**THE PROBLEM**
Can you type out the whole essay below, about a mother's death and the lost sense of time, word for word?

Mattie sent this song to me in an e-mail just days before...
There have been many times that I have used the phrase "I cannot express" to express something. I cannot express how thankful I am. I cannot express how stupid I felt. I cannot express how shocked I was. Had I worked a little harder, I could have probably expressed those things. And, as a writer, I probably shouldn't be writing that "I cannot express" anything and should instead be reaching for the words. That said, I cannot express, I cannot convey, I cannot even understand how disconnected I feel from the passing of time. It has been six months to the day since we lost my mom and I cannot express how untrue that feels. It was days ago to me. A week at most. Truly, that's how it feels.
Truly.
I woke up and she was gone. Sitting next to me, she was gone. It could have been yesterday. It could have been this morning.
I've heard (and tried to study without much success) about time not being a real scientific concept. Something to do with quantum physics and a fourth dimension. I have no comprehension of it and I'm certainly not going to try to explain it, I can only say that six months have passed since that morning and I don't know how I spent those months; I'm not sure that time actually occurred.

**DATA RECORDS**
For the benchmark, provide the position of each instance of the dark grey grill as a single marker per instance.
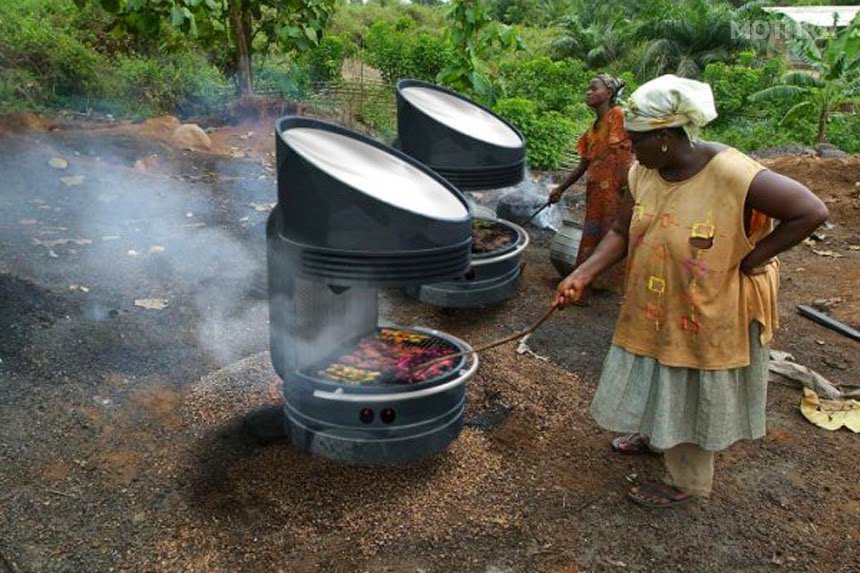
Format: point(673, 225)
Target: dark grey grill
point(491, 278)
point(332, 240)
point(465, 143)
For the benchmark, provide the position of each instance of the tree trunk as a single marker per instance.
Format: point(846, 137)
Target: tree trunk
point(822, 125)
point(241, 24)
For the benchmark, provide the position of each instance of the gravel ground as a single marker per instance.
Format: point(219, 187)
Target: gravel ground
point(122, 449)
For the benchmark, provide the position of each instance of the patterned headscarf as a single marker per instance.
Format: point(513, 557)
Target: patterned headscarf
point(670, 101)
point(615, 85)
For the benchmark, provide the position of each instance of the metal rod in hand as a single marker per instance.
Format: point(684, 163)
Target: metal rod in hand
point(536, 213)
point(518, 335)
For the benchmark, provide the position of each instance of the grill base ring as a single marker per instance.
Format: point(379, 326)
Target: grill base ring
point(354, 447)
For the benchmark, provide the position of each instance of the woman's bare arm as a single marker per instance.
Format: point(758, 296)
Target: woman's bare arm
point(611, 249)
point(797, 209)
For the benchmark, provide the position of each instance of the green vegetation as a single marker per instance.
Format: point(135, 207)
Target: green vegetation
point(529, 60)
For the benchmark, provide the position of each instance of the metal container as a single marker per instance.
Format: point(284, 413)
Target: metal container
point(564, 247)
point(465, 143)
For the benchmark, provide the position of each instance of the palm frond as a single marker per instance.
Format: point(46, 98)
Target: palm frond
point(802, 79)
point(795, 111)
point(778, 92)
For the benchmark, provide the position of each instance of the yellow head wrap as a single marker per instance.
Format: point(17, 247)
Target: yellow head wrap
point(670, 101)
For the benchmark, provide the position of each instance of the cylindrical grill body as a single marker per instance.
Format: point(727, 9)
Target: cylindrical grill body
point(329, 248)
point(492, 277)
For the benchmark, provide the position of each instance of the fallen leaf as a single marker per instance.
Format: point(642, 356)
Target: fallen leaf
point(830, 414)
point(832, 254)
point(72, 180)
point(151, 303)
point(59, 242)
point(828, 302)
point(262, 207)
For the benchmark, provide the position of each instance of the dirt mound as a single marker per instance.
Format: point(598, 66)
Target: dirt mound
point(835, 180)
point(21, 122)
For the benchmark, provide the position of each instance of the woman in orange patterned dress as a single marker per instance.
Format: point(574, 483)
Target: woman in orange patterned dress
point(606, 155)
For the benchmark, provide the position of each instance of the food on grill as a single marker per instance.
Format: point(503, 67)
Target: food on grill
point(389, 356)
point(344, 373)
point(489, 236)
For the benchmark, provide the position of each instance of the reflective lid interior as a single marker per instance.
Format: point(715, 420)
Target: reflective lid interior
point(375, 172)
point(462, 116)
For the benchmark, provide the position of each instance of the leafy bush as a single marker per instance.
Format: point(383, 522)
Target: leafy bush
point(552, 85)
point(182, 83)
point(547, 133)
point(324, 61)
point(732, 86)
point(282, 75)
point(405, 53)
point(38, 46)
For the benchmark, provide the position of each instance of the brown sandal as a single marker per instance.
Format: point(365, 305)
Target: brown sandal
point(658, 495)
point(632, 444)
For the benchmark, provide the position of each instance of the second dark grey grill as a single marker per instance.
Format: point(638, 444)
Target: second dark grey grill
point(465, 143)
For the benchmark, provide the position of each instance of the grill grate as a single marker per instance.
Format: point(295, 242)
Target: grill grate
point(388, 356)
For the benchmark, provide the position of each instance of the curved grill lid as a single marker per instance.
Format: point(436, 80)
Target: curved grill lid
point(467, 144)
point(355, 212)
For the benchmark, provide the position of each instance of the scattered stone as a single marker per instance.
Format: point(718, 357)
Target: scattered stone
point(829, 150)
point(191, 136)
point(73, 180)
point(58, 163)
point(151, 303)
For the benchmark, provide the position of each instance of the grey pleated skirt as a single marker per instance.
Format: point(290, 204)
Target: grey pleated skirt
point(671, 405)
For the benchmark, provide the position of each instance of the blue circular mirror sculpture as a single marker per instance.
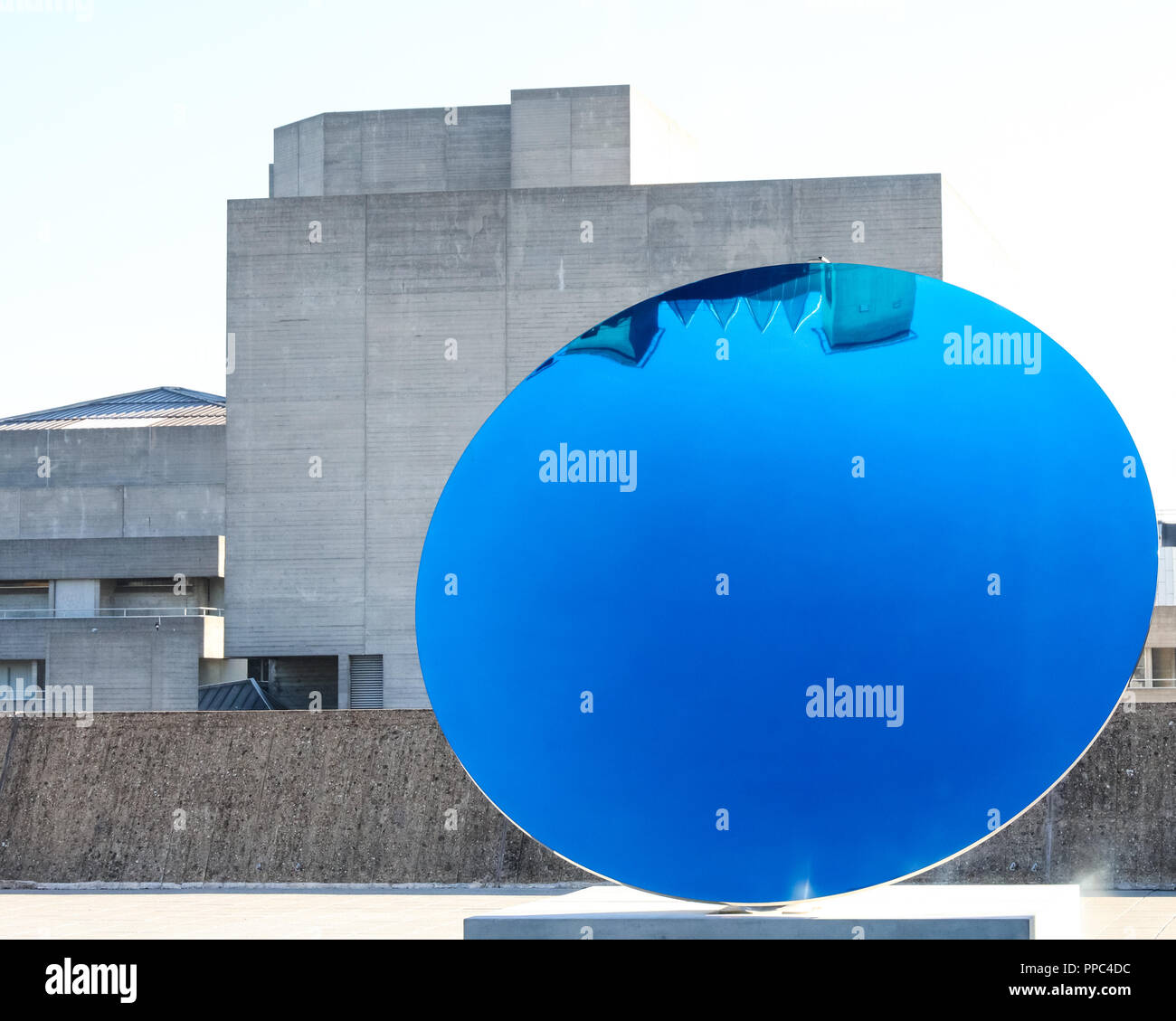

**REPLY**
Mattie sent this song to me in an e-mail just days before...
There have been many times that I have used the phrase "I cannot express" to express something. I cannot express how thankful I am. I cannot express how stupid I felt. I cannot express how shocked I was. Had I worked a little harder, I could have probably expressed those things. And, as a writer, I probably shouldn't be writing that "I cannot express" anything and should instead be reaching for the words. That said, I cannot express, I cannot convey, I cannot even understand how disconnected I feel from the passing of time. It has been six months to the day since we lost my mom and I cannot express how untrue that feels. It was days ago to me. A week at most. Truly, that's how it feels.
Truly.
I woke up and she was gone. Sitting next to me, she was gone. It could have been yesterday. It could have been this morning.
I've heard (and tried to study without much success) about time not being a real scientific concept. Something to do with quantum physics and a fourth dimension. I have no comprehension of it and I'm certainly not going to try to explain it, I can only say that six months have passed since that morning and I don't know how I spent those months; I'm not sure that time actually occurred.